**Directive**
Format every line below as a numbered list, dropping any blank lines.

Excerpts from a pointing dataset

• • •

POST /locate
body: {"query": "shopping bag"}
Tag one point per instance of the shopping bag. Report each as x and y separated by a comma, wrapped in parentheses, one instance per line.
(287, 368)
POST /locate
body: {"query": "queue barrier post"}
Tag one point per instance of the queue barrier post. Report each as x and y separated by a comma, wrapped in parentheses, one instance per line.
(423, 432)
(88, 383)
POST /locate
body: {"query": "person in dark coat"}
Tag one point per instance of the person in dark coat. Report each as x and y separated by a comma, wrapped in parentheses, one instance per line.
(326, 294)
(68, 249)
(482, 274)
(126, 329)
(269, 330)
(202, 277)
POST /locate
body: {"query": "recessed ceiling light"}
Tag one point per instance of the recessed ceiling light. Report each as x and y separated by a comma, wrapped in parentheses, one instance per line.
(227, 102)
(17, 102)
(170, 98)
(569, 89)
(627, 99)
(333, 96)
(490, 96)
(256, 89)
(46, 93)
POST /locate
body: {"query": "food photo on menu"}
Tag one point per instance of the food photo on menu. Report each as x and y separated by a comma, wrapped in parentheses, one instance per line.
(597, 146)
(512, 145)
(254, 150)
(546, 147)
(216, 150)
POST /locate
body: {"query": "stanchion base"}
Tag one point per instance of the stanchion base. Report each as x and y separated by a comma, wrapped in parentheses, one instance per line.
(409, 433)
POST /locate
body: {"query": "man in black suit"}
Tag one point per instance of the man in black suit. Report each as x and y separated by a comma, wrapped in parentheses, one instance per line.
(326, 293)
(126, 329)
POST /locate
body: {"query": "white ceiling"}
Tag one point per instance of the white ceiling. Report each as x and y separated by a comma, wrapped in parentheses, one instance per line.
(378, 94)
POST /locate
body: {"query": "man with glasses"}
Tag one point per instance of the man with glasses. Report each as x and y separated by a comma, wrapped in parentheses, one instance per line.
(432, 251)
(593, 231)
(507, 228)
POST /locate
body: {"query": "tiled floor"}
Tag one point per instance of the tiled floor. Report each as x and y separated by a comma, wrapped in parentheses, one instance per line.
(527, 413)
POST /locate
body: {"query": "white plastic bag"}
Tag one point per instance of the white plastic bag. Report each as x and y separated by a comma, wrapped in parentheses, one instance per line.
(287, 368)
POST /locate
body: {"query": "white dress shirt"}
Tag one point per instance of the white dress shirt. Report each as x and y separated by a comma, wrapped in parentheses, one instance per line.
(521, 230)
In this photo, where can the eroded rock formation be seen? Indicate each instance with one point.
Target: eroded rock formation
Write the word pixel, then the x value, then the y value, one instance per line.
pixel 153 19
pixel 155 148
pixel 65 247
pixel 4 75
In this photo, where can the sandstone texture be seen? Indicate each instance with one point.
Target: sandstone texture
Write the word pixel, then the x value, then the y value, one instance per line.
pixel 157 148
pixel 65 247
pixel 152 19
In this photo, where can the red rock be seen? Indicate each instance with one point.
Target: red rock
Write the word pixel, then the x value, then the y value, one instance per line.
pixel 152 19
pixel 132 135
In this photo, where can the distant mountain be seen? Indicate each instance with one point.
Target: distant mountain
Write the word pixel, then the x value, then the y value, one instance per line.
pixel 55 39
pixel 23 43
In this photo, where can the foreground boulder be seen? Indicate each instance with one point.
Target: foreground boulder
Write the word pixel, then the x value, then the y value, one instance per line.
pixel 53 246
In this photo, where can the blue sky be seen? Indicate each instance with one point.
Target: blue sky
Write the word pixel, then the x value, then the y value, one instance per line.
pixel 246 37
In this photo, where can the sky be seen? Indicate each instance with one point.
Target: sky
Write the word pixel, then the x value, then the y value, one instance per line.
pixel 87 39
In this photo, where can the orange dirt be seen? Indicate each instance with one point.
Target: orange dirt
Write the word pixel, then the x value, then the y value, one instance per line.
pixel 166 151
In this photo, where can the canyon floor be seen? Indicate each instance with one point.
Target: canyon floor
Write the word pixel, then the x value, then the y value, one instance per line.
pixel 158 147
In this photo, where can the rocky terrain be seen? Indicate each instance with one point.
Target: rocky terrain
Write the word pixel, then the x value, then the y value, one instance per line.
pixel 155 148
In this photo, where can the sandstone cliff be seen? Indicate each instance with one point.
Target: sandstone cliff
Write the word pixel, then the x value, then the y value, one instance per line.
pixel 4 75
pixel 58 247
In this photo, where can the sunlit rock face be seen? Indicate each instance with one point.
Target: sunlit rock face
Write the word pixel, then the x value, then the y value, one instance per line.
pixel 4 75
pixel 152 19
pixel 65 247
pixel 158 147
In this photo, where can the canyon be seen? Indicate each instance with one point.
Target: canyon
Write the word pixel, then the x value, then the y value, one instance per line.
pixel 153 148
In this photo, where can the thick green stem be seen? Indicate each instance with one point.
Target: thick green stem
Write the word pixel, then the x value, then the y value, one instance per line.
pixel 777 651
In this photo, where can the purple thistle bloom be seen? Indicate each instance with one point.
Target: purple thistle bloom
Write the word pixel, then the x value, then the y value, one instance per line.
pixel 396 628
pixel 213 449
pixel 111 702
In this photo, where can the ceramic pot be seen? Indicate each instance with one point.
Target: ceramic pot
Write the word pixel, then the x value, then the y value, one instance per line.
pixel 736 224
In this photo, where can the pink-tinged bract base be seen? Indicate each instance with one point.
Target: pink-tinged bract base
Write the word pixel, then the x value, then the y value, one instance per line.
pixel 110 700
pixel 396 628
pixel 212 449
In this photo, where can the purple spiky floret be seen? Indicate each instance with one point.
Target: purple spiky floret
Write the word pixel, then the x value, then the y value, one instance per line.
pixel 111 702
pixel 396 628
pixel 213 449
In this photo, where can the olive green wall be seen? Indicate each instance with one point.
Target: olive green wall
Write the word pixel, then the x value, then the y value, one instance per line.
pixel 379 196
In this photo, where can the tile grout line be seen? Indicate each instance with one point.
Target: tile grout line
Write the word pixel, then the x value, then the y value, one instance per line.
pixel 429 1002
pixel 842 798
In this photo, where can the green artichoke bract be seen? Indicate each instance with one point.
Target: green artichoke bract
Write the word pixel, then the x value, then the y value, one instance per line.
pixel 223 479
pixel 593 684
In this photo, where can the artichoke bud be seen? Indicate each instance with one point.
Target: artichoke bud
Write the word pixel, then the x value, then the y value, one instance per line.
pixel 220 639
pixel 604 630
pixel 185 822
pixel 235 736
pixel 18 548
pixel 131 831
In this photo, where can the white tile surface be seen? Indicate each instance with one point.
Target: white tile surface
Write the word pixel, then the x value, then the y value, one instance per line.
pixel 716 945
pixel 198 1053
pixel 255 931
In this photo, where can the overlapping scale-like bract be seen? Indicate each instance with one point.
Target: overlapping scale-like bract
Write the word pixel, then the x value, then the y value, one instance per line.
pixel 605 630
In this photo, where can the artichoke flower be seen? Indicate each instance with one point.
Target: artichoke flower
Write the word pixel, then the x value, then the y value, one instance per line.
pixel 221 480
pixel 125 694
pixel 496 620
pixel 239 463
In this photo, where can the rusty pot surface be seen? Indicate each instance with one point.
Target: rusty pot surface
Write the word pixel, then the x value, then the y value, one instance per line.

• • •

**Complete answer**
1. POST /locate
2. body: {"query": "shopping bag"}
3. Tag one point per instance of the shopping bag. Report each as x and y separated by a comma, wrapped in parentheses, one instance per line.
4. (287, 368)
5. POST /locate
6. body: {"query": "queue barrier post"}
7. Tag one point per instance of the queue barrier post. Report each as x and y separated by a comma, wrapped in parentheses, one instance per line.
8. (423, 432)
9. (88, 383)
10. POST /locate
11. body: {"query": "person in dark coat"}
12. Tag one point per instance of the person in dark coat. Report each as x and y separated by a comma, wrapped in parentheses, one instance per line.
13. (326, 294)
14. (68, 249)
15. (482, 274)
16. (126, 329)
17. (269, 330)
18. (202, 277)
19. POST /locate
20. body: {"query": "recessed ceiling light"}
21. Tag one point per instance of the recessed ceiling light. Report each as x and y separated by a comma, wrapped in parentheses, one instance per line.
22. (227, 102)
23. (17, 102)
24. (170, 98)
25. (569, 89)
26. (627, 99)
27. (333, 96)
28. (490, 96)
29. (256, 89)
30. (46, 93)
31. POST /locate
32. body: {"query": "food photo on menu"}
33. Tag one point per instance of the food photo on menu. Report each as x and y separated by a comma, wrapped in parentheses, one instance per line.
34. (597, 146)
35. (512, 145)
36. (254, 150)
37. (546, 147)
38. (216, 150)
39. POST /locate
40. body: {"query": "stanchion base"}
41. Tag one point per instance of the stanchion base. Report each as x and y separated by a comma, wrapped in parentheses, one instance per line.
42. (409, 433)
43. POST /locate
44. body: {"query": "man in black suit"}
45. Tag one point per instance of the man in black suit. Report each as x and y separated by a comma, wrapped in parentheses, one instance per line.
46. (326, 293)
47. (126, 329)
48. POST /locate
49. body: {"query": "white ceiling"}
50. Tag one point per instance of the white ceiling. Report each as x and y separated by a comma, wrapped in parentheses, one instance per line.
51. (378, 94)
52. POST /locate
53. body: {"query": "man with glasses"}
54. Tag one point per instance of the man with glasses. Report each as x and y separated by a comma, wrapped in parentheses, one instance per line.
55. (432, 251)
56. (593, 231)
57. (507, 228)
58. POST /locate
59. body: {"query": "tiled floor"}
60. Tag one point per instance of the tiled floor. Report each as x and y separated by a comma, wrapped in parentheses, one instance per line.
61. (527, 413)
62. POST /locate
63. body: {"query": "white plastic bag"}
64. Tag one point per instance of the white plastic bag. Report each as x and y separated by a comma, wrapped in parentheses, one instance per line.
65. (287, 368)
66. POST /locate
67. body: {"query": "white dress shirt"}
68. Tag one point per instance of the white dress shirt. Report each as x and y separated by a comma, wrapped in parentheses, one instance per line.
69. (521, 230)
70. In this photo, where can the eroded rock formation be seen? Indicate each instance with one point.
71. Target: eroded rock formation
72. Write the word pixel, then the x value, then the y value, one instance per line.
73. pixel 153 19
74. pixel 155 148
75. pixel 65 247
76. pixel 4 75
77. In this photo, where can the sandstone texture be seen? Indicate each instance with one point.
78. Target: sandstone texture
79. Write the word pixel, then the x value, then the y value, one instance per line.
80. pixel 157 148
81. pixel 65 247
82. pixel 152 19
83. In this photo, where can the red rock be seen? Indicate each instance with one point.
84. Target: red rock
85. Write the word pixel, then the x value, then the y value, one instance per line.
86. pixel 152 19
87. pixel 132 135
88. In this photo, where can the distant mountain be seen? Indicate each instance with one point.
89. Target: distant mountain
90. Write the word pixel, then the x value, then the y value, one instance per line.
91. pixel 55 39
92. pixel 23 43
93. In this photo, where can the foreground boulder be seen? Indicate each instance with one point.
94. Target: foreground boulder
95. Write the word pixel, then the x value, then the y value, one instance per line.
96. pixel 53 246
97. In this photo, where can the blue sky be seen? Indicate each instance with one point.
98. Target: blue sky
99. Write the word pixel, then the x value, then the y value, one instance per line.
100. pixel 246 37
101. In this photo, where can the sky be seen? Indicate each instance with one point.
102. Target: sky
103. Write the word pixel, then the x value, then the y value, one instance per line.
104. pixel 87 39
105. In this photo, where can the orange dirt be seen? Indicate each instance with one point.
106. Target: orange dirt
107. Write the word pixel, then the x value, then the y value, one instance per line.
108. pixel 166 151
109. In this photo, where can the canyon floor be seen? Indicate each instance with one point.
110. Target: canyon floor
111. Write the word pixel, then the x value, then the y value, one instance per line.
112. pixel 158 147
113. In this photo, where can the rocky terrain be seen? Indicate each instance with one point.
114. Target: rocky terrain
115. Write the word pixel, then the x value, then the y value, one instance per line.
116. pixel 155 148
117. In this photo, where can the sandstone cliff be seen? Indicate each instance with one point.
118. Target: sandstone cliff
119. Write the word pixel, then the x value, then the y value, one instance per line.
120. pixel 4 75
121. pixel 58 247
122. In this photo, where can the sunlit rock face be seen? Indicate each instance with one point.
123. Target: sunlit rock face
124. Write the word pixel, then the x value, then the y value, one instance per line.
125. pixel 4 75
126. pixel 152 19
127. pixel 65 247
128. pixel 158 147
129. In this photo, where can the canyon be seen? Indicate each instance with one point.
130. Target: canyon
131. Write the word pixel, then the x value, then the y value, one instance per line.
132. pixel 153 148
133. In this photo, where can the thick green stem be seen? Indicate each instance with one point.
134. Target: thick green stem
135. Write the word pixel, then the x value, then the y value, one instance per line.
136. pixel 777 651
137. In this photo, where can the purple thistle bloom be seen? Indicate each instance with one point.
138. Target: purple thistle bloom
139. Write the word pixel, then the x value, then the y value, one instance per line.
140. pixel 396 628
141. pixel 213 449
142. pixel 111 702
143. In this photo, where can the ceramic pot be seen? Indicate each instance with one point.
144. Target: ceramic pot
145. Write the word pixel, then the x value, then the y value, one instance per line.
146. pixel 736 224
147. In this photo, where can the pink-tinged bract base be seen? Indicate each instance with one point.
148. Target: pink-tinged bract base
149. Write the word pixel, then the x value, then the y value, one instance per line.
150. pixel 110 700
151. pixel 396 628
152. pixel 212 449
153. In this photo, where can the purple spiky floret be seen? Indicate each instance with one point.
154. Target: purple spiky floret
155. Write the word pixel, then the x value, then the y value, one instance per line.
156. pixel 111 702
157. pixel 396 628
158. pixel 213 449
159. In this photo, where can the olive green wall be seen? Indicate each instance with one point.
160. Target: olive green wall
161. Write the word pixel, then the x value, then the y value, one instance per line.
162. pixel 379 196
163. In this photo, where can the tile grout line be seen? Indicate each instance with one point.
164. Target: tile grout line
165. Write the word pixel, then the x value, then the y value, one instance per line.
166. pixel 429 1002
167. pixel 842 798
168. In this photo, where can the green artichoke bract be seen? Indicate each instance with one point.
169. Target: green artichoke bract
170. Write the word pixel, then the x value, then the y value, one instance per line.
171. pixel 223 479
172. pixel 593 684
173. In this photo, where can the artichoke bud be seen? Indicate each instance with one point.
174. Target: artichoke bud
175. Write the word pixel, then the x value, then the y value, one instance per line.
176. pixel 220 639
177. pixel 604 630
178. pixel 185 822
179. pixel 235 736
180. pixel 18 548
181. pixel 131 831
182. In this photo, where can the white tile surface be seen? Indicate each instance with one point.
183. Target: white tile surface
184. Write the word pixel, then the x value, then the y value, one instance per line.
185. pixel 716 945
186. pixel 198 1053
187. pixel 255 931
188. In this photo, where can the overlapping scale-like bract be seen? Indicate each instance with one point.
189. Target: overlapping scale-like bract
190. Write the word pixel, then the x value, then the y value, one instance per line.
191. pixel 605 630
192. In this photo, where can the artichoke flower be seen? Indicate each instance with one point.
193. Target: artichoke flower
194. Write the word pixel, then the x value, then the y value, one instance per line.
195. pixel 221 480
196. pixel 125 694
197. pixel 496 620
198. pixel 239 463
199. In this photo, where can the rusty pot surface be seen? Indicate each instance with one point.
200. Target: rusty pot surface
201. Write the word pixel, then the x value, then the y value, one instance per line.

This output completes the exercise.